**PROBLEM TO SOLVE:** Lay out the entries below as a CSV with two columns, instruction and answer, one row per entry. Wrap each field in double quotes, turn line breaks into spaces, and leave the pictures out.

**SOURCE DATA:**
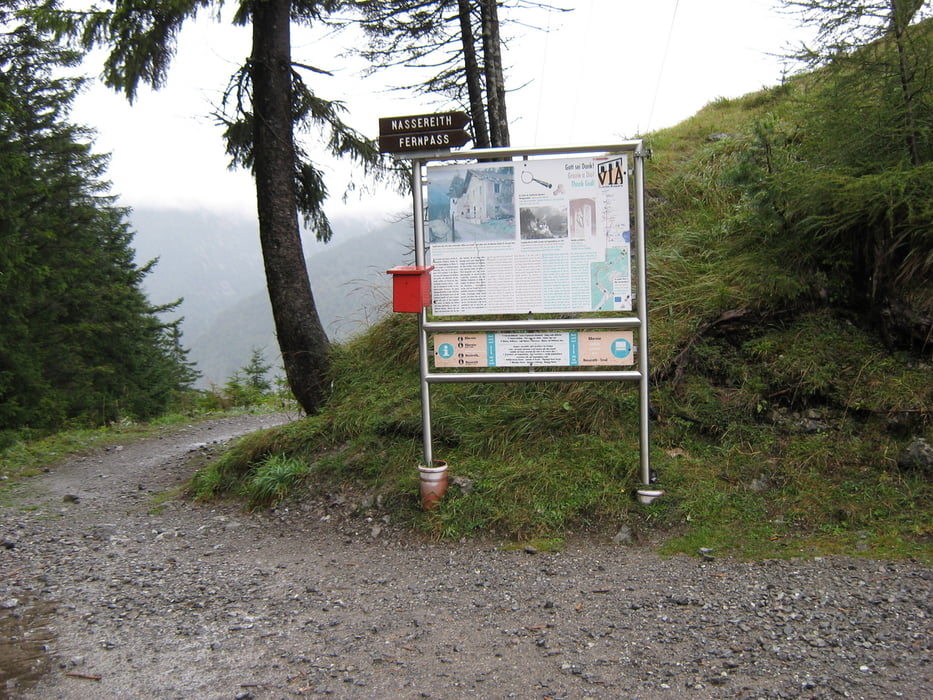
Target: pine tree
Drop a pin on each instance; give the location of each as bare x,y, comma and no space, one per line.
268,99
79,341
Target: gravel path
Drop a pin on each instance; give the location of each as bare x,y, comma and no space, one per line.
102,597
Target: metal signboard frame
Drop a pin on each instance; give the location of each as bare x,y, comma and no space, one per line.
638,321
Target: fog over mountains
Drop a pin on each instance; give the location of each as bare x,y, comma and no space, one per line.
214,263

**TASK RESPONSE:**
instruction,answer
"Target: pine tree Drop a pin on each instance; give the location of each as bare x,y, comma and no space, one per line.","268,99 79,341"
"Target: gravel path Drop a pin on each instance; give the location of each as bare x,y, comma and no space, one per line.","102,597"
"Target: metal signboard frame Drop a pin on each instance; give the location of each as bare x,y, comma and no space, one per line.","638,321"
"Target: fog over mountains Drop a pin on each instance; give the location of each as bare x,y, comma and no space, one per line.","214,263"